(MATERIALS PROVIDED Opens)

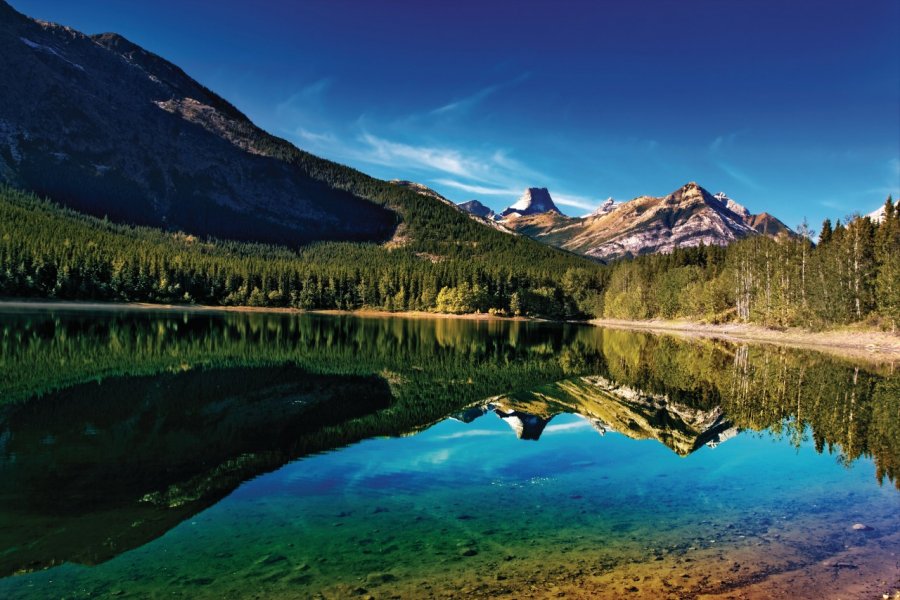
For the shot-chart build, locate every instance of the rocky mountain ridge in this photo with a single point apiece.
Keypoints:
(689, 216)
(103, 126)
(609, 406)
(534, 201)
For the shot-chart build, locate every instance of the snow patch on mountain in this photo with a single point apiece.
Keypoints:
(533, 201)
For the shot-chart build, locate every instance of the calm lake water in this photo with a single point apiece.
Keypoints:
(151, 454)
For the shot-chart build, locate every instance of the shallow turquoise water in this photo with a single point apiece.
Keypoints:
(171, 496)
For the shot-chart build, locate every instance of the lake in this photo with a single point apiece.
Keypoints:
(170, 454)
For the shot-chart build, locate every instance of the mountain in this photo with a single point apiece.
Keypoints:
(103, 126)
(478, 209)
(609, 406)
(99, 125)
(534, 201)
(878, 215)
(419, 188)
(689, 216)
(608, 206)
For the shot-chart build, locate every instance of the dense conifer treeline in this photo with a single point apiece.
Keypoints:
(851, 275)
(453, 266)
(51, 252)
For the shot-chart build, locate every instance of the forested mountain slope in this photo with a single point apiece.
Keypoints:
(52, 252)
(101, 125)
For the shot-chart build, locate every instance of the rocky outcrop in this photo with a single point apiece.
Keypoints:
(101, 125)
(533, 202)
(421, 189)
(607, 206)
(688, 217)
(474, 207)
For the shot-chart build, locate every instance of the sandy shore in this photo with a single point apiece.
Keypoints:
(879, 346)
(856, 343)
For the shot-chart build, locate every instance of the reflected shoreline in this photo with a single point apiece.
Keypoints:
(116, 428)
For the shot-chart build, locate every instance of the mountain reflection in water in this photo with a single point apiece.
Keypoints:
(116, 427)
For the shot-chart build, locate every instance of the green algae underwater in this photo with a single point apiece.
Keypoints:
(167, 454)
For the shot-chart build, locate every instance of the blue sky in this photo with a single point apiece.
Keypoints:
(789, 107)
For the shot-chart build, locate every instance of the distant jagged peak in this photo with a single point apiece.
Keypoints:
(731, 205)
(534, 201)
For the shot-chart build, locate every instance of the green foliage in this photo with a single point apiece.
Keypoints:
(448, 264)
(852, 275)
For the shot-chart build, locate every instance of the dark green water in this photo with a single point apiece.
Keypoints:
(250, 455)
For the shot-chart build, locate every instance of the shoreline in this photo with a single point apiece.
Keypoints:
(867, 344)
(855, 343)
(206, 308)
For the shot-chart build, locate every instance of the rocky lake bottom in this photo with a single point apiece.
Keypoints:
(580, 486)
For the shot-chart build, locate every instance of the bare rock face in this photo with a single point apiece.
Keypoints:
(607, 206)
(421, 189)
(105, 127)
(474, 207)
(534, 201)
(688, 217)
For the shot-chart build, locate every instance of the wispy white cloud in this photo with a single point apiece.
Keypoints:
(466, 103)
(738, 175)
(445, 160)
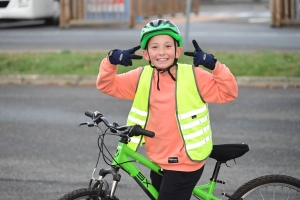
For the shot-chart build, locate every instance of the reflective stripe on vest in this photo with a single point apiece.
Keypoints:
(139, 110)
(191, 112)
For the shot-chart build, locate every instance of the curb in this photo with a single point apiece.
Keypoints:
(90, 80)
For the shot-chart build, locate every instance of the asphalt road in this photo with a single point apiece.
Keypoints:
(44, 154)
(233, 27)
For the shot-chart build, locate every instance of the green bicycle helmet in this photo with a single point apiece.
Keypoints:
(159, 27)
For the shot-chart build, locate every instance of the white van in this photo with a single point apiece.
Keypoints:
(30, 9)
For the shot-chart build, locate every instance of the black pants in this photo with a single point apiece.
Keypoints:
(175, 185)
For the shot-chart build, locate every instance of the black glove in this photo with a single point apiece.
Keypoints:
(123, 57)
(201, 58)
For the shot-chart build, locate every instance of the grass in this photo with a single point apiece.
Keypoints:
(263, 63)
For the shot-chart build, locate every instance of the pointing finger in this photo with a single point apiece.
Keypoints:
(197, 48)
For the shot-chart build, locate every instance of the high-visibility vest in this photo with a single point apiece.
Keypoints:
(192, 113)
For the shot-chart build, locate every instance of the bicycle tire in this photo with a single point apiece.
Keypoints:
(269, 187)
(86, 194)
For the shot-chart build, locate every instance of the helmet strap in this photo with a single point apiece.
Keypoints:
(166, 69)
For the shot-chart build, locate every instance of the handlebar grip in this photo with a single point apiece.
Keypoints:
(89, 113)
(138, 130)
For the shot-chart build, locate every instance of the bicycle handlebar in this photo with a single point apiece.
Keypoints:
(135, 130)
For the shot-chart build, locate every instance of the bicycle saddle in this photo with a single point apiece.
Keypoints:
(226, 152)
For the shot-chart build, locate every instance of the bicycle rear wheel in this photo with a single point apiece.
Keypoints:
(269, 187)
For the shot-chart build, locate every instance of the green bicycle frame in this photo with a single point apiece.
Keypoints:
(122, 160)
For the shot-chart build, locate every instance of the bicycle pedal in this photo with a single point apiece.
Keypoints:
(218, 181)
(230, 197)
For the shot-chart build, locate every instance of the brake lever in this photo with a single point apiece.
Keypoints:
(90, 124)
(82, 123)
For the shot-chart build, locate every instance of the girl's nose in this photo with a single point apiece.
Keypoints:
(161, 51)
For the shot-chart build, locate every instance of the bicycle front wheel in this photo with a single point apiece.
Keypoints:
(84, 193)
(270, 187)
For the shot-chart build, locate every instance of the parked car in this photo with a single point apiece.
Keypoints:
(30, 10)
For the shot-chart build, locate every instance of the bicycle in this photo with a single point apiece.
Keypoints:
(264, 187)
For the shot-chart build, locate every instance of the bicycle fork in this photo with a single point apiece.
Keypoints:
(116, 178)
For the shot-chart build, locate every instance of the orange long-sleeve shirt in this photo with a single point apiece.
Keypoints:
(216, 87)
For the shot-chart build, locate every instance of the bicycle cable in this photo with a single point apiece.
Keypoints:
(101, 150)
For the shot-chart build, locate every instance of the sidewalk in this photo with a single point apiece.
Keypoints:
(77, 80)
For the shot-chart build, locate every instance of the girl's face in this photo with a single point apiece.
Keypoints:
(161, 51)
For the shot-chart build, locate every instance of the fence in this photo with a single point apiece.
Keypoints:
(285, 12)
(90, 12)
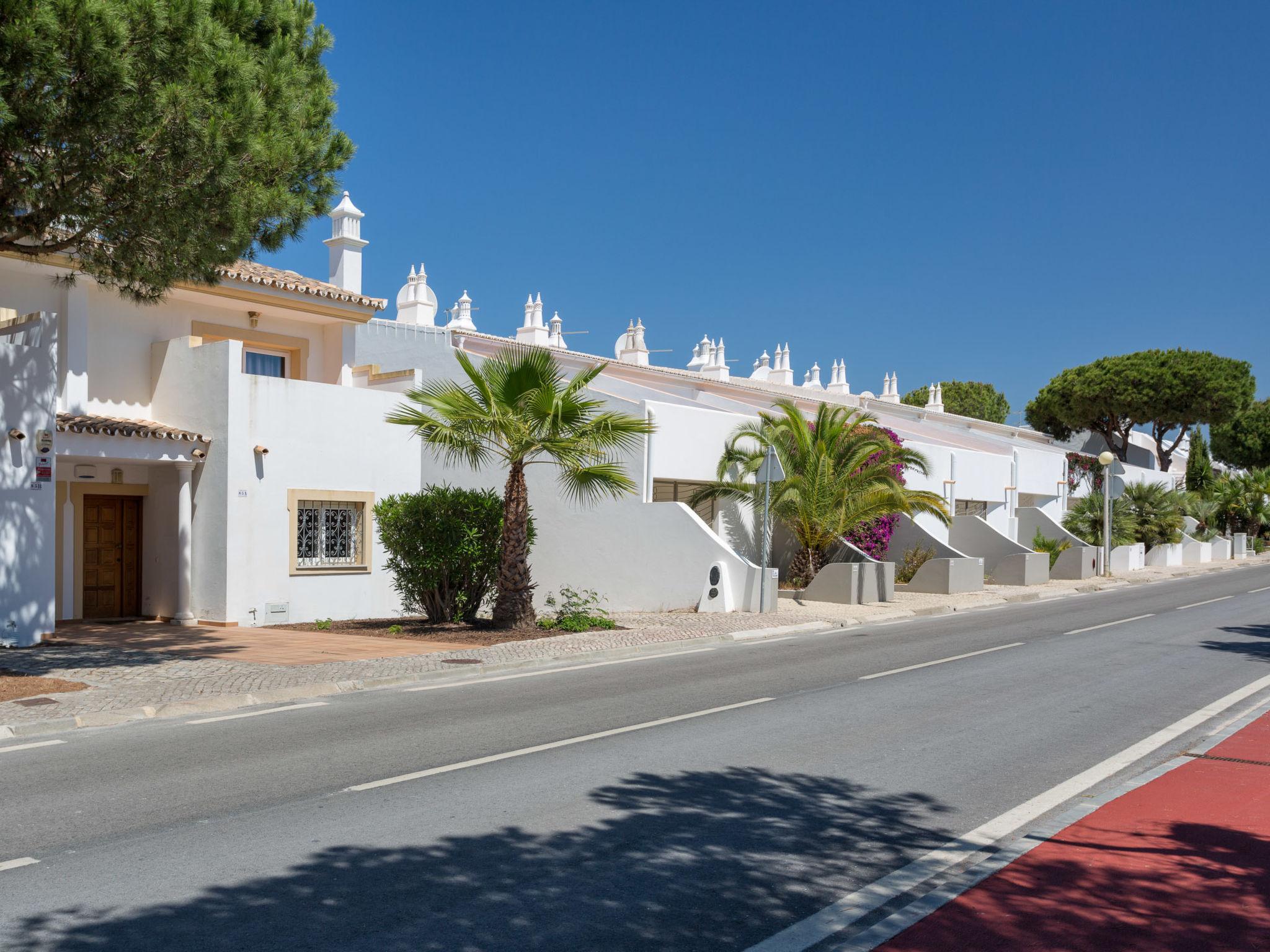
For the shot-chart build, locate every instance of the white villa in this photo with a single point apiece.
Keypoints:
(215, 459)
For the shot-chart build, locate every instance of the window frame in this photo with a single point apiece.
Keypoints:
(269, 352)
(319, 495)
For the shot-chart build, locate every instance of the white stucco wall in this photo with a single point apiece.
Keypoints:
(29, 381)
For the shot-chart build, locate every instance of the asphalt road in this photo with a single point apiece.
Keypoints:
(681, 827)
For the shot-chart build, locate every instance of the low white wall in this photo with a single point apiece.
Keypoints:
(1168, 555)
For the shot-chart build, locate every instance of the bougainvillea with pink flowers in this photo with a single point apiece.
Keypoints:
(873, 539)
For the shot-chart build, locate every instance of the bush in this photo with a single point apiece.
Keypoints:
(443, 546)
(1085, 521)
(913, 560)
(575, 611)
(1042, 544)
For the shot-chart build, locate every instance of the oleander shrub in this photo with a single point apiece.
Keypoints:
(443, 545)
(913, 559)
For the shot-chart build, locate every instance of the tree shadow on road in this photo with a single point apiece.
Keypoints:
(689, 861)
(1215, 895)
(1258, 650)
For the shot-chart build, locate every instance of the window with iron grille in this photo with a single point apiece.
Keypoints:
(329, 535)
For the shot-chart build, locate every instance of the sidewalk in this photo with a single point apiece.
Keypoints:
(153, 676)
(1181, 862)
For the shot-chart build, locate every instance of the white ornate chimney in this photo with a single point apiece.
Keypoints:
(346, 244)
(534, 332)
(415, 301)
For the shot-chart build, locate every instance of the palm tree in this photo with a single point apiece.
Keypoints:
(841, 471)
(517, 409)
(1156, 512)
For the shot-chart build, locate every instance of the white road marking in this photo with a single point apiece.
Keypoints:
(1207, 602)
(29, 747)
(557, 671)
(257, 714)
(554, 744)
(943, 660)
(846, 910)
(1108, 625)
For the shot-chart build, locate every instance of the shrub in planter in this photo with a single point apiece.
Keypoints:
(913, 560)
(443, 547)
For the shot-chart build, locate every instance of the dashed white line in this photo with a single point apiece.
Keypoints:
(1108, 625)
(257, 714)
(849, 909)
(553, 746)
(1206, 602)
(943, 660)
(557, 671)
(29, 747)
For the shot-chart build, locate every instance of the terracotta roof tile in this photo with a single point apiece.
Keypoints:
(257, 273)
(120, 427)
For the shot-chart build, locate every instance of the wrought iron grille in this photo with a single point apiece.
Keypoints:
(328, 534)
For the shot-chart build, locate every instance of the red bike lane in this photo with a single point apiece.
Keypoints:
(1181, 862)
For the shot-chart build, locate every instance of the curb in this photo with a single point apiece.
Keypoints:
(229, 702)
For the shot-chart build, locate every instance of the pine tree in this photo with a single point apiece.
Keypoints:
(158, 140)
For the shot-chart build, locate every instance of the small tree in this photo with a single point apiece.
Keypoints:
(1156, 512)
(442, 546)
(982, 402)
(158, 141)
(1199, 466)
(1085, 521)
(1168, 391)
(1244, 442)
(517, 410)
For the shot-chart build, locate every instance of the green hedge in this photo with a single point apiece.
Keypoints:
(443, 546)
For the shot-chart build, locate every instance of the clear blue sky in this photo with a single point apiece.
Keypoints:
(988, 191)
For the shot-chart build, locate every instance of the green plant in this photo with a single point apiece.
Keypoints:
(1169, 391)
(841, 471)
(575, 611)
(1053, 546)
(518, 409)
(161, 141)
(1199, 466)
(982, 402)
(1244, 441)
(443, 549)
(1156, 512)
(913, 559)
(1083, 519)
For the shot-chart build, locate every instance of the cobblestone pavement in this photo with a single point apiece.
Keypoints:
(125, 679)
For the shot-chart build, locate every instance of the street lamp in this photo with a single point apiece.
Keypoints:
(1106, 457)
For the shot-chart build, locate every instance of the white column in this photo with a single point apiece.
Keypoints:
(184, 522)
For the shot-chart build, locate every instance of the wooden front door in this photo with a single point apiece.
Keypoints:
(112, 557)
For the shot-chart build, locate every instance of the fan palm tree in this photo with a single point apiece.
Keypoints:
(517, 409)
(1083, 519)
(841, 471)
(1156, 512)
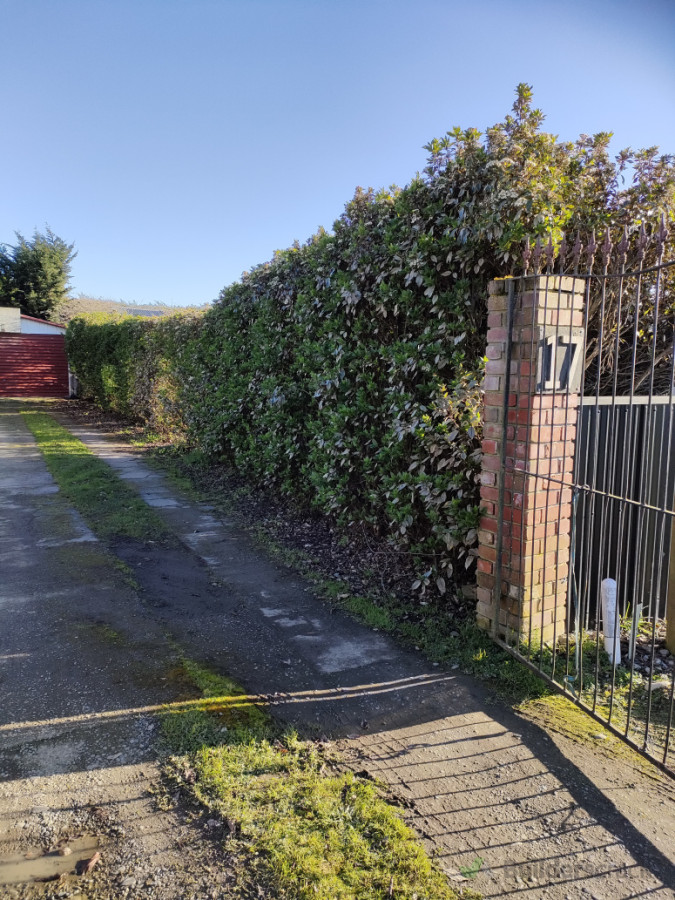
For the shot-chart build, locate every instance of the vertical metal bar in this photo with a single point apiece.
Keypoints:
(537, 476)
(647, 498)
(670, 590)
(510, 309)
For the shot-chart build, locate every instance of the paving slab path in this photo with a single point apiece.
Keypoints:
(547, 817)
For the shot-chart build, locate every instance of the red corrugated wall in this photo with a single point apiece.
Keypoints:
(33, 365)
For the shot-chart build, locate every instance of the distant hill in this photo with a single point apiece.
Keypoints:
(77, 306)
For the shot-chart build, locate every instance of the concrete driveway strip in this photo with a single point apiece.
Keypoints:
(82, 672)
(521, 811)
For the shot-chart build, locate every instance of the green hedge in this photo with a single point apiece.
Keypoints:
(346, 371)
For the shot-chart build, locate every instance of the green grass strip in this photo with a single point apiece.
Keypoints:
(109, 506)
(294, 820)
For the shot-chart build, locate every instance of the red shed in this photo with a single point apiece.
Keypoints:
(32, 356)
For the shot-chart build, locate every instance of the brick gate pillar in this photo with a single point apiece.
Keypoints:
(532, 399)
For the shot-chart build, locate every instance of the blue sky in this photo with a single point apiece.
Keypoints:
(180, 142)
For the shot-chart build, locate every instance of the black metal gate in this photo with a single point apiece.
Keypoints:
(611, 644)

(MATERIALS PROVIDED Closes)

YOUR OBJECTIVE:
Every line above in which the word "iron" occurs needs to be copied.

SOLUTION FOR THIS PROBLEM:
For the shot-chart build, locate every instance of the window with iron grille in this photo with a single point apiece.
For the shot-chart build, locate every instance of the wrought iron grille in this photo with a single point apiece.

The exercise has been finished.